**Set problem**
Pictures aside, write out every record exactly as it appears.

**Stored rows**
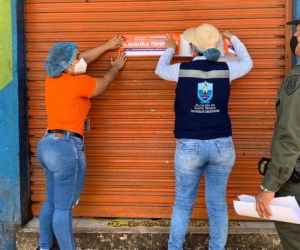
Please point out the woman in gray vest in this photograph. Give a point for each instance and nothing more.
(202, 128)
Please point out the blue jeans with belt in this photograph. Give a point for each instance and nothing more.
(64, 162)
(193, 158)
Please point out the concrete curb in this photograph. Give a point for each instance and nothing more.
(122, 234)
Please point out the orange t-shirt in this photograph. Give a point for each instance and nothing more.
(68, 101)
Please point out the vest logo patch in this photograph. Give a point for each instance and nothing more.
(205, 92)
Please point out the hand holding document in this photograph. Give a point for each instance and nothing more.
(154, 44)
(283, 208)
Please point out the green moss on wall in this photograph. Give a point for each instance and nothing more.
(5, 43)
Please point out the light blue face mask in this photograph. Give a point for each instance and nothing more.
(211, 54)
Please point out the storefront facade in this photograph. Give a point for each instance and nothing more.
(130, 144)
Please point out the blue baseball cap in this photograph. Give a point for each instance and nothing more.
(60, 58)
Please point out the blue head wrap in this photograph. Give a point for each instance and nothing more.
(60, 58)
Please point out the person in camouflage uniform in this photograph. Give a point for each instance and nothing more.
(285, 150)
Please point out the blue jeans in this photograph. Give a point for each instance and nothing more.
(64, 163)
(193, 158)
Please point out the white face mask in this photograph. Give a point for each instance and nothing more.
(80, 67)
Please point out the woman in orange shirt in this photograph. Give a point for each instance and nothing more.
(61, 152)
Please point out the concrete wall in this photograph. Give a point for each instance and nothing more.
(297, 15)
(14, 203)
(14, 180)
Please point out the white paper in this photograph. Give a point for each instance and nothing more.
(283, 208)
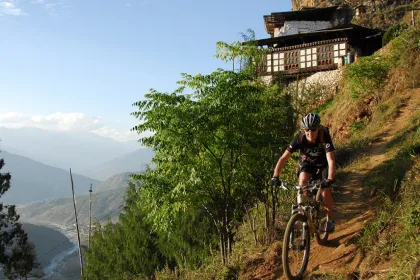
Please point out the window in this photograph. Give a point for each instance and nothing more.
(340, 50)
(291, 60)
(325, 55)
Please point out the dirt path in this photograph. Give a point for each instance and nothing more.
(353, 208)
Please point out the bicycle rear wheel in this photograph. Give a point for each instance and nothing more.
(321, 233)
(296, 247)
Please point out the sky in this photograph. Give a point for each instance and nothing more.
(81, 64)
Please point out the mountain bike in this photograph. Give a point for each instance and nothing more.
(309, 218)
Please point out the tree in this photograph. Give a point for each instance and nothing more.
(22, 260)
(209, 145)
(12, 236)
(125, 249)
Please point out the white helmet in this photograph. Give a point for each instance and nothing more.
(310, 121)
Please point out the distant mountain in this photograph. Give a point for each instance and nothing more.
(33, 181)
(45, 240)
(115, 182)
(48, 243)
(131, 162)
(106, 204)
(76, 150)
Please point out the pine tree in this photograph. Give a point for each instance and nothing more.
(12, 236)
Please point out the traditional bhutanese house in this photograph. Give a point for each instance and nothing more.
(312, 40)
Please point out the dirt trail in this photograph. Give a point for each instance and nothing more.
(353, 208)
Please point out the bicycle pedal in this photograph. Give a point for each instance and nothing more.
(297, 247)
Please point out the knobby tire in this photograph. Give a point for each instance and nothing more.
(290, 262)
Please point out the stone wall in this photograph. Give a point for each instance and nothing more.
(309, 93)
(296, 27)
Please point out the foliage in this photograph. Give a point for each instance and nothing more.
(327, 104)
(245, 55)
(406, 54)
(367, 76)
(213, 148)
(12, 236)
(22, 260)
(358, 126)
(125, 249)
(396, 225)
(392, 32)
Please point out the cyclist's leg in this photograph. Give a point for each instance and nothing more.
(306, 171)
(326, 194)
(328, 201)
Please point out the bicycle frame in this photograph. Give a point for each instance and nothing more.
(307, 203)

**Complete answer**
Please point out the woman in gray vest in this photograph. Give a point for each instance and nothing more.
(202, 128)
Please point out the blue jeans with belt in this photograph. Give a point for each instance and nothing more.
(64, 162)
(193, 158)
Please point out the concrete curb in this photograph. Give a point for each instance and nothing more.
(122, 234)
Please point out the orange t-shirt in this photograph. Give a point for each instance and nothing more.
(68, 101)
Please point out the vest logo patch in this photograph. Give a point for each instance and nothing more.
(205, 92)
Please point out the hand holding document in this photograph. Give a point for each instance and nothing more.
(154, 44)
(283, 208)
Please point out the green moss on wall in this photograph. Give a point for each instance and nothing more.
(5, 43)
Please point out the light blue face mask in this photograph. Give a point for each instance and nothing more.
(211, 54)
Please point out the storefront facade in this photograph. Give a point for each instance and nothing more.
(130, 144)
Please point out the blue baseball cap in this photograph. Give a point for each instance and nothing more.
(60, 58)
Please point out the blue head wrap in this photograph. Give a point for each instance and nothing more.
(60, 58)
Please point out the person in camouflage uniform in this photograph. Give a point for each instance and nothing more.
(285, 150)
Please point out the blue jeans in this photograph. Give a point for each instance and nothing more.
(64, 163)
(193, 158)
Please point out the white face mask in this photograph. Give a point for each instance and nothing more.
(80, 67)
Please point out the woman in orange shirt in this photograph. Give a point for each instance and nothing more.
(61, 152)
Please point out the concrete wall in this photograph. Give a point for each instance and nothing more.
(297, 15)
(14, 203)
(14, 180)
Please point out the white paper in this photograph. Give a point for each instance and nothing more.
(283, 208)
Please point out the window in this photograph. Give a point for each instance and nothing more.
(340, 50)
(291, 60)
(325, 55)
Please point out the dirt path in this photograph. Give a point for each instance and nothing more.
(353, 208)
Please point out the bicycle rear wheel in this photograph. Give a point for each instance and nothing more.
(321, 233)
(296, 247)
Please point out the sky in this photograph. Give a point for each instance and nothing more.
(81, 64)
Please point out the mountain bike in this photograph. Give a point for each instance and nothing more.
(309, 218)
Please point out the tree in this photograph. Give a point for each instance and nothing more.
(22, 260)
(209, 145)
(12, 236)
(125, 249)
Please point out the white helmet in this photograph. Give a point for each instance and nothing more.
(310, 121)
Please point out the distant mountain in this photograph. Give a point for each instance and nothing more.
(33, 181)
(45, 240)
(115, 182)
(48, 243)
(131, 162)
(106, 204)
(76, 150)
Please point out the pine tree in this photograph. Give a point for each instance and nothing more.
(12, 236)
Please point out the traditional bhutanese house in this photograph. Give a point for each instance and nothing more.
(312, 40)
Please point out the dirt trail in this photograph. Give a point for each instance and nothing more.
(353, 208)
Please point out the bicycle pedal in this photograph. Give a point for each instance and nothing more.
(297, 247)
Please point out the knobby tire in this photograph. Give a point for each instance and nothing more.
(290, 262)
Please point out the stone wall in this photograph. Give a point for each instance and nothing more.
(309, 93)
(296, 27)
Please point out the foliage in this photograph. Give a point for each instance and nothing more.
(327, 104)
(245, 55)
(406, 54)
(367, 76)
(213, 148)
(12, 236)
(22, 260)
(358, 126)
(125, 249)
(396, 225)
(392, 32)
Please point out the cyclist's leg in this photograph. Give a point for each instance and nothing more.
(306, 171)
(326, 194)
(328, 201)
Please point out the bicycle frame in this photograph. Give a point for each instance and nothing more.
(307, 203)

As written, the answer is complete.